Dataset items
* * * * * * *
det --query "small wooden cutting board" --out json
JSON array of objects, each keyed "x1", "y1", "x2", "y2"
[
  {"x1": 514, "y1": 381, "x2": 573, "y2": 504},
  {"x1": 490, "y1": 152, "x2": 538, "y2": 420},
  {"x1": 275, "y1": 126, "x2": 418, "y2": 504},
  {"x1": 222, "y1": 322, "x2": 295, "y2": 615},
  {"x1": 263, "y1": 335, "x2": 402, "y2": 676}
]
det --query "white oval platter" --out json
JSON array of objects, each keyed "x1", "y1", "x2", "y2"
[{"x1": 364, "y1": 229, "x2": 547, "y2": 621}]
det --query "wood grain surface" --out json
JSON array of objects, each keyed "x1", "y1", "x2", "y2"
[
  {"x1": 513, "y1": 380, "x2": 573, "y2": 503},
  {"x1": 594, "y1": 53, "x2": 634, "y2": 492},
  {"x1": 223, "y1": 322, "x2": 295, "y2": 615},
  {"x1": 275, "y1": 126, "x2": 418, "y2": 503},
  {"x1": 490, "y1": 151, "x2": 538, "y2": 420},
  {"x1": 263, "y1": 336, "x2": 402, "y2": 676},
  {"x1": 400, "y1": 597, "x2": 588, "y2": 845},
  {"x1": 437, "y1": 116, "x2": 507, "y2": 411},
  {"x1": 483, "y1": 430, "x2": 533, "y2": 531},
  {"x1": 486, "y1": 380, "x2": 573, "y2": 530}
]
* * * * * * *
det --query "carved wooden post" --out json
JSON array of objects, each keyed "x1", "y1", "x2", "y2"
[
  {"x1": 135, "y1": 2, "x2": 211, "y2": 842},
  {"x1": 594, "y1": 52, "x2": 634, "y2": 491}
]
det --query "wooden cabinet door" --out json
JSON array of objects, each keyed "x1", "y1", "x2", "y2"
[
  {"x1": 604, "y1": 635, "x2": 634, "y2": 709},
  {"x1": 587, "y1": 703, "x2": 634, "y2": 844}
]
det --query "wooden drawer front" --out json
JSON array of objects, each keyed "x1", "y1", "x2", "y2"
* * * * * * *
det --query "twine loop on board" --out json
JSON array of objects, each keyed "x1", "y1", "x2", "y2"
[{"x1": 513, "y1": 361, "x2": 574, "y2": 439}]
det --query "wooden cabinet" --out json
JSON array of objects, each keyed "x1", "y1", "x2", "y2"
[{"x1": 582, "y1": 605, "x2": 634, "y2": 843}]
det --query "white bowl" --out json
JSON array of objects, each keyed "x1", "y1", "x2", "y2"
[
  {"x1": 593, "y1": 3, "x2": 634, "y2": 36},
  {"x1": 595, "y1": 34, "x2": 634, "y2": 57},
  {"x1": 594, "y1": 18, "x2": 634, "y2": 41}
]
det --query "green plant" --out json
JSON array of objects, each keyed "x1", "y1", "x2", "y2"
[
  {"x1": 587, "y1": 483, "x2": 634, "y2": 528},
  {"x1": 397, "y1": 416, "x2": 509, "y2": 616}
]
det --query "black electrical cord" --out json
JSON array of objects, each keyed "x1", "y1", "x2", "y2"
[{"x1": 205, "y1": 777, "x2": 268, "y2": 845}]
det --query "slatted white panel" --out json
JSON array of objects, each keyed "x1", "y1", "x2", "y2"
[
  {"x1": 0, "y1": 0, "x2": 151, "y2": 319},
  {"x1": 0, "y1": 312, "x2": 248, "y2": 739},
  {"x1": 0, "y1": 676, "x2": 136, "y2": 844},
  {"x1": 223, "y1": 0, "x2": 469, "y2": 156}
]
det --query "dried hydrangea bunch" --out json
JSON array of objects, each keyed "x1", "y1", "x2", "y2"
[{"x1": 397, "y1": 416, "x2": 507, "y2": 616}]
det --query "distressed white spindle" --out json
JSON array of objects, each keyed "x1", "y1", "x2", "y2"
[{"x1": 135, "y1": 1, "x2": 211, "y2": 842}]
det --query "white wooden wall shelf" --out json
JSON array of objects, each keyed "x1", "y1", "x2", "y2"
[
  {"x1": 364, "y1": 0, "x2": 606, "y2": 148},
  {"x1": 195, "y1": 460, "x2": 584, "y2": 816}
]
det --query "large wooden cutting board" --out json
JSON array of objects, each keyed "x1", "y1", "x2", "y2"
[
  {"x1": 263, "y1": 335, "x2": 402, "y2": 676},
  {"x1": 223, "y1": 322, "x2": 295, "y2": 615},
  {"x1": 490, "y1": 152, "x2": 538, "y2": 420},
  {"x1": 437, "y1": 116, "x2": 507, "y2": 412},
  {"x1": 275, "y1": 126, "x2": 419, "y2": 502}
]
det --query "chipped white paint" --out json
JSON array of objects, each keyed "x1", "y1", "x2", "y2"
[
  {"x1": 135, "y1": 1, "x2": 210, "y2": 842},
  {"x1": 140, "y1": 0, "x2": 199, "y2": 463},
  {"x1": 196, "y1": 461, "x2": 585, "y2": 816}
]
* * * * * * *
**EXERCISE AIM**
Each line in the records above with "white" must be returned.

**RESULT OF THE EXERCISE**
det --query "white oval platter" --out json
det --query "white bowl" --out json
det --query "slatted white panel" --out json
det --query "distressed white spindle" --out json
det --query "white wooden wall shelf" --out json
det --query "chipped white paint" --out json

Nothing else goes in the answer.